→ **Document passage**
## start

Re: Review Request 15871: DRILL-316. Explicit cast support in drill execution engine .

Posted by Jinfeng Ni <jn...@maprtech.com>.

> On Dec. 16, 2013, 10:01 p.m., Jacques Nadeau wrote:
> > exec/java-exec/src/main/codegen/templates/CastFunctionsSrcVarLen.java, line 48
> > <https://reviews.apache.org/r/15871/diff/4/?file=398256#file398256line48>
> >
> >     Can you take a quick look at what this looks like in machine code after optimized.  I'm concerned that it will be inefficient.

The original code seems inefficient in that it first converts byte array into char array, then construct a string then parse into int/long etc.

The fix is to decode the byte array directly into int/long, in a similar way how java's Integer/Long parse char array. This would improve performance, when the cast is applied many times in record batches.  


- Jinfeng


-----------------------------------------------------------
This is an automatically generated e-mail. To reply, visit:
https://reviews.apache.org/r/15871/#review30518
-----------------------------------------------------------


On Dec. 16, 2013, 9:52 a.m., Jinfeng Ni wrote:
> 
> -----------------------------------------------------------
> This is an automatically generated e-mail. To reply, visit:
> https://reviews.apache.org/r/15871/
> -----------------------------------------------------------
> 
> (Updated Dec. 16, 2013, 9:52 a.m.)

## end

→ **Do this**
Pick up the review thread on explicit cast support in the Drill execution engine after its last line and continue it.

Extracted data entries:
## start

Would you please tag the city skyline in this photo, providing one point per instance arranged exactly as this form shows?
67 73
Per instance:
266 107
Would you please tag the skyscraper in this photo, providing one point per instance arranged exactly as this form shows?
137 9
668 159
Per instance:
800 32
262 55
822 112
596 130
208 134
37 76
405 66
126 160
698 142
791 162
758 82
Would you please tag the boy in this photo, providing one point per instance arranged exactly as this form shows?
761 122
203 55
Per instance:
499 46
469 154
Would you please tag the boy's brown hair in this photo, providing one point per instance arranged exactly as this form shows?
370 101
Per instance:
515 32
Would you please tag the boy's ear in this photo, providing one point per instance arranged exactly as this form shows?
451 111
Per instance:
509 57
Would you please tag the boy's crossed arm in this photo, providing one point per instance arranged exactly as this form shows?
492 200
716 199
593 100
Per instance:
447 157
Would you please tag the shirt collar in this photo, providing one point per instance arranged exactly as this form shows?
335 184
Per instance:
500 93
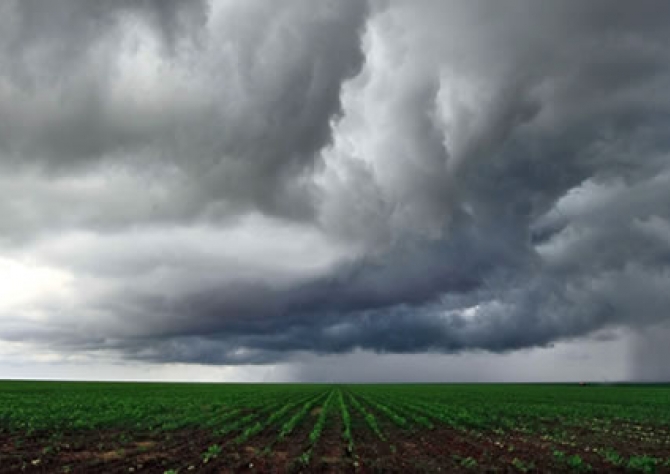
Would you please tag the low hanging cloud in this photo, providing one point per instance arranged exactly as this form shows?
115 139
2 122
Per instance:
238 182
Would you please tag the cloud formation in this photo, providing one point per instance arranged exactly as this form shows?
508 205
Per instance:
237 182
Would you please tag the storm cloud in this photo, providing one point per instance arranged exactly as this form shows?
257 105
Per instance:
227 182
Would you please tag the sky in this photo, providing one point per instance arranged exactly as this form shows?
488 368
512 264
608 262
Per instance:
335 190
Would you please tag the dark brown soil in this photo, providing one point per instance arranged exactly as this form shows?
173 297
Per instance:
411 450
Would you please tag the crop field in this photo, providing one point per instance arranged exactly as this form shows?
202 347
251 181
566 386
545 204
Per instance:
168 428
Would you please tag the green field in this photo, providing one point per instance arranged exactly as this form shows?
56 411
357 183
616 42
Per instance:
161 427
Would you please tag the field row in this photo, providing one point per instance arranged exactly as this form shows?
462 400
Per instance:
173 428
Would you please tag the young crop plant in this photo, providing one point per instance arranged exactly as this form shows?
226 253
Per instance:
369 417
259 426
407 411
315 434
290 425
393 416
646 464
321 421
212 452
346 421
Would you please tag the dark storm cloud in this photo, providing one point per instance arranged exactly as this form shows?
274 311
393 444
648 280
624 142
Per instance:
222 108
472 176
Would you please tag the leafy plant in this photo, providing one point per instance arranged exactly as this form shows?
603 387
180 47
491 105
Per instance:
212 452
646 464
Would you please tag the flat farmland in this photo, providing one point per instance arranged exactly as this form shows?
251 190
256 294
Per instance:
167 428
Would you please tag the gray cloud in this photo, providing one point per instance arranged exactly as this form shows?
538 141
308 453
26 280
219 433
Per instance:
234 183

## end

→ **Response to this exercise**
> 
> 
> Review request for drill.
> 
> 
> Repository: drill-git
> 
> 
> Description
> -------
> 
> The explicit cast function is treated as a special function call. Its syntax in logical/physical plan:
>     
>     cast (input_expr as int | bigint | float4 | float8 | varchar(length) | varbinary(length) )
> 
> The main code changes :
> 1) parser change to read expression in logical/physical plan, which may contain an explicit cast function
> 2) FunctionRegistry.java is added with two methods to build a logical expression for cast function.
> 3) Add 3 function template to generate the different type of cast functions :
>   
>    CastFunctionsSrcVarLen.java : when source type has varied length, target type has fixed length.
>    CastFunctionsTargetVarLen.java: when source type has fixed length, target type has varied length.
>    CastFunctionsSrcVarLenTargetVarLen.java: when both source and target type have varied length.
> 
> Currently, the following 6 types can be cast into each other
>   float4, float8, int, bigint, varchar, varbinary.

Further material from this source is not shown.